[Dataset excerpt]

# # #

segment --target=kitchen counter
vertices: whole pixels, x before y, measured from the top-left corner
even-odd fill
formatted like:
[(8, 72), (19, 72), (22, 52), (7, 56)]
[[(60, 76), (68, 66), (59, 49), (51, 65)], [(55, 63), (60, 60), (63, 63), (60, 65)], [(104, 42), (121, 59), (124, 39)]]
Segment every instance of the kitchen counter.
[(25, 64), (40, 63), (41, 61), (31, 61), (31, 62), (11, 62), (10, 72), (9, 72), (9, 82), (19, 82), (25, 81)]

# # #

Reproduce every line of the records above, requests included. Scale each polygon vertex coordinate in the answers by 1.15 and round it to a whole number, rounding halves up, while the requests and their format samples stay unchanged.

segment --target=kitchen counter
vertices: whole pixels, x before y, measured from the top-left corner
even-odd fill
formatted like:
[(8, 72), (19, 72), (22, 52), (7, 56)]
[[(60, 76), (68, 66), (59, 49), (51, 65)], [(55, 63), (60, 60), (63, 63), (60, 65)], [(104, 42), (121, 59), (124, 39)]]
Segment every instance of the kitchen counter.
[(29, 74), (46, 72), (47, 70), (36, 70), (36, 71), (13, 71), (12, 83), (10, 83), (10, 94), (22, 94), (29, 93)]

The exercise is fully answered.